** Supplied text **
# # # # #

232. Results of a Nationwide Survey on Stewardship Practices in Acute Care Hospitals
Session: Poster Abstract Session: Antimicrobial Stewardship in Clinical Practice
Friday, October 21, 2011
Room: Poster Hall B1
Handouts
  • 232_KatieLusardi.pdf (73.0 kB)
  • Background: Interest in antimicrobial stewardship programs (ASP) has increased following the publication of the 2007 IDSA/SHEA guidelines. The frequency of programs in existence that fully align with these guidelines is not well characterized.   The purpose of this study was to evaluate ASPs in acute care hospitals and identify variables that predict the presence of a program that meets guideline definitions.

    Methods: U.S. based pharmacists were surveyed via email in February and March 2011. Data collected included stewardship personnel, practice site, elements of stewardship programs (core and supplemental strategies), and barriers.  Programs were divided into two categories; fully compliant and partially guideline compliant. Programs categorized as “fully compliant” had a dedicated ID physician and pharmacist and had implemented at least one core strategy from the guidelines. Programs categorized “partially compliant” did not have dedicated ID personnel and/or did not implement any core strategies.

    Results: Three hundred and sixteen responses were received. Forty two responses were excluded due to duplicates, incomplete, or non-USA data. Of the remaining 274 responses, 68.7% (n=187) did not meet the definition of fully guideline compliant. The most frequently cited barrier to implementing a full stewardship program was lack of funding and personnel (45%, n= 122). Fifty-five percent (n=42/76) of academic medical centers and 22.7% (n=44/194) of community hospitals were fully guideline compliant (p<0.0001). Programs with full adherence to the guidelines have been in existence longer than programs who met the partial definition (4.6+ 4.8 years vs 2.5+3.6 years, p=0.018). ASPs that were aligned with guidelines were more likely to identify their program as “very effective” (50% vs 42%, p=0.022).

    Conclusion: The majority of hospitals in the US do not have antimicrobial stewardship programs that fully align with recent guidelines, primarily due to lack of funding and personnel. Programs that have successfully implemented the guidelines are more likely to exist in academic medical centers, have existed longer and have a favorable impression of their effectiveness.


    Subject Category: J. Clinical practice issues

    Katherine T. Lusardi, PharmD1,2, Kristi Kuper, PharmD2, Elizabeth A. Coyle, PharmD1 and Kevin W. Garey, PharmD, M.S.1, (1)Clinical Sciences and Administration, University of Houston College of Pharmacy, Houston, TX, (2)Cardinal Health Pharmacy Solutions, Houston, TX

    Disclosures:

    K. T. Lusardi, None

    K. Kuper, Cardinal Health Pharmacy Solutions: Employee, Salary

    E. A. Coyle, None

    K. W. Garey, T2 Biosystems: Grant Investigator, Research grant

    Findings in the abstracts are embargoed until 12:01 a.m. EST Thursday, Oct. 20 with the exception of research findings presented at IDSA press conferences.

# # # # #

Transcribe everything in the stewardship survey abstract from "Findings in the" down to "IDSA press conferences.". None of the items are needed here.

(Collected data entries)
# # # # #

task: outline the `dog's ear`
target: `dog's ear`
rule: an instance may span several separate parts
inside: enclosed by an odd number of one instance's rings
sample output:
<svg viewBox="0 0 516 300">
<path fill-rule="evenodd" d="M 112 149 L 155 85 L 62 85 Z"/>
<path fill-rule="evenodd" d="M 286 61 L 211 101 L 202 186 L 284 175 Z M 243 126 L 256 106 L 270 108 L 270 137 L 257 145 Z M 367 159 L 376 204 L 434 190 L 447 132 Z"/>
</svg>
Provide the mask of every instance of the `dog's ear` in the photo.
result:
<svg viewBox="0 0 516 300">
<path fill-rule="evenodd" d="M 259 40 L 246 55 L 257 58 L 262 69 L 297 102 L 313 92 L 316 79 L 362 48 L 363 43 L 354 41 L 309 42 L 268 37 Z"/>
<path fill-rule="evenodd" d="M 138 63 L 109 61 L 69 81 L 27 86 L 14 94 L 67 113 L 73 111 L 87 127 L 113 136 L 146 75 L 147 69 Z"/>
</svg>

# # # # #

** Solution to this exercise **
Findings in the abstracts are embargoed until 12:01 a.m. EST Thursday, Oct. 20 with the exception of research findings presented at IDSA press conferences.